▶ [The records]
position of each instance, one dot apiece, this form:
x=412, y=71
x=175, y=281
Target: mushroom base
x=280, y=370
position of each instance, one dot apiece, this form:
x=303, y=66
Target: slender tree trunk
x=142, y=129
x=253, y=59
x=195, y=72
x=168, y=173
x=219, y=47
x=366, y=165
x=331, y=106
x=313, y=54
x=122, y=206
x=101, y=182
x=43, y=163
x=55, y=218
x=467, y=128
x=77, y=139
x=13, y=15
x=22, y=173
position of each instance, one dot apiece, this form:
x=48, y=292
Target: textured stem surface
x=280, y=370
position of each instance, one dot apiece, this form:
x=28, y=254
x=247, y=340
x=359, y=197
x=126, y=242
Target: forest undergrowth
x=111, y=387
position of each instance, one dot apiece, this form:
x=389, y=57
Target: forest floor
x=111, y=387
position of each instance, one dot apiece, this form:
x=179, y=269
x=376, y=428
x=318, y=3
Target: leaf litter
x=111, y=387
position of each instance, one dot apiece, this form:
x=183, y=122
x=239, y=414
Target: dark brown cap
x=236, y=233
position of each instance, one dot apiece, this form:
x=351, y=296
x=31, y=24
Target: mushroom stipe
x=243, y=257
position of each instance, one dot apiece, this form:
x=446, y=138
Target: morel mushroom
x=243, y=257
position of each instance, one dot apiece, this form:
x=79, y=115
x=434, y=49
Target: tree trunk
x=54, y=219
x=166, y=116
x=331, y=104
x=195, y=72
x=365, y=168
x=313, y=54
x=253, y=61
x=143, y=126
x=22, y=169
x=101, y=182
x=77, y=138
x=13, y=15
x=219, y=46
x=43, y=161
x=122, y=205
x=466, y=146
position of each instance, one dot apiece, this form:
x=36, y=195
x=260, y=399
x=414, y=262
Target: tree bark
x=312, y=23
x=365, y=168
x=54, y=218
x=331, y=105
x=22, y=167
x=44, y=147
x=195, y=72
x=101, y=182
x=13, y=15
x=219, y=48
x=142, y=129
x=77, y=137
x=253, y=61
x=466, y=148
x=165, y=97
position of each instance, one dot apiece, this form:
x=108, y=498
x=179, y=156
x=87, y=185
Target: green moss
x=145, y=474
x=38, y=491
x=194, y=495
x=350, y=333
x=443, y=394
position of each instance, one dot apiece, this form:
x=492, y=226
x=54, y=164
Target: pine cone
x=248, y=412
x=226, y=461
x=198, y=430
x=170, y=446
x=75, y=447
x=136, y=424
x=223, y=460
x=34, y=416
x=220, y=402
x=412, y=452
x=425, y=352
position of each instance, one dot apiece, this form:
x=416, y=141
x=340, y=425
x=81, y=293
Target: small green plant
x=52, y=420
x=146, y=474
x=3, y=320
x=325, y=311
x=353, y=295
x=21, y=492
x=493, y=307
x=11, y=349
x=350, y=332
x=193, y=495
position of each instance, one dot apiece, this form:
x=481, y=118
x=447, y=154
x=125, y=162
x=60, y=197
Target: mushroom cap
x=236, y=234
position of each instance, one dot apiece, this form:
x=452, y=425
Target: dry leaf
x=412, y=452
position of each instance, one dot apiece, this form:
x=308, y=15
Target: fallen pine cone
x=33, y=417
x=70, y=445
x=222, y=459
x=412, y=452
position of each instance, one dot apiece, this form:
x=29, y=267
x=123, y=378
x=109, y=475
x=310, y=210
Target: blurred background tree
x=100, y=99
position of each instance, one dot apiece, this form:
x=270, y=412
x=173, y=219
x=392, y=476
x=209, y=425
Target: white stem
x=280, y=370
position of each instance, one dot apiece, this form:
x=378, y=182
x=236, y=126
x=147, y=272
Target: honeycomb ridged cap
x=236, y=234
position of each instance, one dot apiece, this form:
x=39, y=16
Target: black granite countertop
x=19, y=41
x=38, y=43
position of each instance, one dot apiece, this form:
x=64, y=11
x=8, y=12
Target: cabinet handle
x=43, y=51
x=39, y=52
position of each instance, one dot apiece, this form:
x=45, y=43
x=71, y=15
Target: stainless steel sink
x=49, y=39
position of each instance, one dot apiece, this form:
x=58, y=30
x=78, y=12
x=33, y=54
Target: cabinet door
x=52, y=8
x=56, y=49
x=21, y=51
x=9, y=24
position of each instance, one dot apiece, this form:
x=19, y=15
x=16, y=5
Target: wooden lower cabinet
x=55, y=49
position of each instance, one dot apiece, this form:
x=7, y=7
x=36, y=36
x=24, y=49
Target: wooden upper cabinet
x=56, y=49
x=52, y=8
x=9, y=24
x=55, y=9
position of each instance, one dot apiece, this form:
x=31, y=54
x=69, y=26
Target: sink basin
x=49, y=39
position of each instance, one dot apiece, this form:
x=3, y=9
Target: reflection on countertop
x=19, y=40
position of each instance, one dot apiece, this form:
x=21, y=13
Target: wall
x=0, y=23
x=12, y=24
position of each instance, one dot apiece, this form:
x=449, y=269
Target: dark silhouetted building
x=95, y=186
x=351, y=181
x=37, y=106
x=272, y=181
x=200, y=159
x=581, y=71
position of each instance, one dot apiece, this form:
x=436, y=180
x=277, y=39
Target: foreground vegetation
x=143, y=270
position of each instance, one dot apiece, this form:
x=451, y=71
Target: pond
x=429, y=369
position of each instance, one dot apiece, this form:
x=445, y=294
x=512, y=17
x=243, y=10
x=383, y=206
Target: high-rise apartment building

▶ [Your goal]
Down to the last line, retype the entries above exactly.

▶ [Solution]
position of each instance, one dot apiece, this form:
x=412, y=71
x=175, y=281
Target: mushroom base
x=280, y=370
position of each instance, one dot apiece, this form:
x=303, y=66
Target: slender tree trunk
x=142, y=129
x=253, y=59
x=195, y=72
x=168, y=173
x=219, y=47
x=366, y=165
x=331, y=106
x=313, y=54
x=122, y=206
x=101, y=182
x=43, y=163
x=55, y=218
x=467, y=128
x=77, y=139
x=13, y=15
x=22, y=173
position of each instance, one dot apiece, this form:
x=48, y=292
Target: textured stem surface
x=280, y=370
position of each instance, one dot apiece, this form:
x=28, y=254
x=247, y=340
x=359, y=197
x=126, y=242
Target: forest undergrowth
x=111, y=387
position of each instance, one dot apiece, this form:
x=389, y=57
Target: forest floor
x=111, y=387
position of each instance, one dot apiece, this form:
x=179, y=269
x=376, y=428
x=318, y=3
Target: leaf litter
x=111, y=387
position of each instance, one dot apiece, this form:
x=183, y=122
x=239, y=414
Target: dark brown cap
x=236, y=233
position of each instance, one dot apiece, this form:
x=351, y=296
x=31, y=24
Target: mushroom stipe
x=243, y=257
position of each instance, one dot apiece, this form:
x=446, y=138
Target: morel mushroom
x=243, y=257
position of each instance, one dot apiece, this form:
x=79, y=115
x=434, y=49
Target: tree trunk
x=54, y=219
x=166, y=116
x=331, y=104
x=195, y=72
x=365, y=168
x=313, y=54
x=253, y=61
x=143, y=126
x=22, y=169
x=101, y=182
x=77, y=138
x=13, y=15
x=219, y=46
x=43, y=161
x=122, y=205
x=466, y=146
position of each instance, one dot apiece, this form:
x=36, y=195
x=260, y=399
x=414, y=262
Target: tree bark
x=312, y=23
x=365, y=168
x=54, y=218
x=331, y=105
x=22, y=167
x=44, y=147
x=195, y=72
x=101, y=182
x=13, y=15
x=219, y=48
x=142, y=129
x=77, y=137
x=253, y=61
x=466, y=148
x=165, y=97
position of each instance, one dot apiece, this form:
x=108, y=498
x=179, y=156
x=87, y=185
Target: green moss
x=145, y=474
x=38, y=491
x=194, y=495
x=350, y=333
x=443, y=394
position of each instance, one dot apiece, this form:
x=492, y=226
x=54, y=164
Target: pine cone
x=248, y=412
x=226, y=461
x=198, y=430
x=170, y=446
x=75, y=447
x=136, y=424
x=223, y=460
x=34, y=416
x=220, y=402
x=412, y=452
x=425, y=352
position of each instance, one dot apiece, this form:
x=416, y=141
x=340, y=425
x=81, y=293
Target: small green plant
x=52, y=420
x=146, y=474
x=3, y=320
x=325, y=311
x=353, y=295
x=21, y=492
x=493, y=307
x=11, y=349
x=350, y=332
x=193, y=495
position of each instance, one dot apiece, this form:
x=481, y=118
x=447, y=154
x=125, y=162
x=60, y=197
Target: mushroom cap
x=236, y=234
position of each instance, one dot apiece, this form:
x=452, y=425
Target: dry leaf
x=412, y=452
position of each instance, one dot apiece, this form:
x=308, y=15
Target: fallen pine cone
x=33, y=417
x=70, y=445
x=222, y=459
x=412, y=452
position of each instance, one dot apiece, this form:
x=29, y=267
x=123, y=378
x=109, y=475
x=310, y=210
Target: blurred background tree
x=100, y=99
position of each instance, one dot apiece, this form:
x=270, y=412
x=173, y=219
x=392, y=476
x=209, y=425
Target: white stem
x=280, y=370
position of each instance, one dot apiece, this form:
x=378, y=182
x=236, y=126
x=147, y=272
Target: honeycomb ridged cap
x=236, y=234
position of each instance, one dot apiece, this form:
x=39, y=16
Target: black granite countertop
x=19, y=41
x=38, y=43
position of each instance, one dot apiece, this form:
x=64, y=11
x=8, y=12
Target: cabinet handle
x=43, y=51
x=39, y=52
position of each instance, one dot apiece, this form:
x=45, y=43
x=71, y=15
Target: stainless steel sink
x=49, y=39
position of each instance, one dot apiece, this form:
x=58, y=30
x=78, y=12
x=33, y=54
Target: cabinet door
x=52, y=8
x=56, y=49
x=21, y=51
x=9, y=24
position of each instance, one dot apiece, this form:
x=19, y=15
x=16, y=5
Target: wooden lower cabinet
x=55, y=49
position of each instance, one dot apiece, this form:
x=7, y=7
x=36, y=36
x=24, y=49
Target: wooden upper cabinet
x=56, y=49
x=52, y=8
x=9, y=24
x=55, y=9
position of each instance, one dot apiece, this form:
x=31, y=54
x=69, y=26
Target: sink basin
x=49, y=39
position of each instance, one dot apiece, this form:
x=3, y=9
Target: reflection on countertop
x=19, y=40
position of each instance, one dot apiece, this form:
x=21, y=13
Target: wall
x=0, y=23
x=12, y=24
position of each instance, one dot apiece, this form:
x=449, y=269
Target: dark silhouetted building
x=95, y=186
x=351, y=181
x=37, y=106
x=272, y=181
x=200, y=159
x=581, y=71
position of each instance, one dot apiece, this form:
x=436, y=180
x=277, y=39
Target: foreground vegetation
x=143, y=270
position of each instance, one dot apiece, this form:
x=451, y=71
Target: pond
x=429, y=369
position of each instance, one dot apiece, this form:
x=445, y=294
x=512, y=17
x=243, y=10
x=383, y=206
Target: high-rise apartment building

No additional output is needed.